• _Goal of the exercise_: Set down the Camilla Dickson biography below in full, word for word.

** Text follows **

- Born: Camilla Lambert December 4, 1932
- Died: May 18, 1998 (aged 65)
- Known for: Archaeobotany of Scottish archaeological sites

Academic work
- Discipline: Archaeobotany

= Camilla Dickson =

English archaeobotanist

Camilla Ada Dickson (née Lambert; 4 December 1932 – 18 May 1998) was an archaeobotanist specialising in the analysis of archaeological plant material from Scotland.

== Early life and training ==
Camilla Dickson, née Lambert, was born on 4 December 1932 in Histon. In the 1950s, despite having no formal scientific or archaeological qualifications, she began working as a technician in Cambridge University's Botany School, in the Sub-Department of Quaternary Research, where she worked with botanist Sir Harry Godwin on the identification of pollen and seeds from archaeological sites.

** End of Text **
** Material provided follows **

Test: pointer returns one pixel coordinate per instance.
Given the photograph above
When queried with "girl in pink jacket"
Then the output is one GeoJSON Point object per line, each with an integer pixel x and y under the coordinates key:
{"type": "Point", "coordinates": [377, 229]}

** End of Material provided **

• _Response box_:
- Born: Camilla Lambert December 4, 1932
- Died: May 18, 1998 (aged 65)
- Known for: Archaeobotany of Scottish archaeological sites

Academic work
- Discipline: Archaeobotany

= Camilla Dickson =

English archaeobotanist

Camilla Ada Dickson (née Lambert; 4 December 1932 – 18 May 1998) was an archaeobotanist specialising in the analysis of archaeological plant material from Scotland.

== Early life and training ==
Camilla Dickson, née Lambert, was born on 4 December 1932 in Histon. In the 1950s, despite having no formal scientific or archaeological qualifications, she began working as a technician in Cambridge University's Botany School, in the Sub-Department of Quaternary Research, where she worked with botanist Sir Harry Godwin on the identification of pollen and seeds from archaeological sites.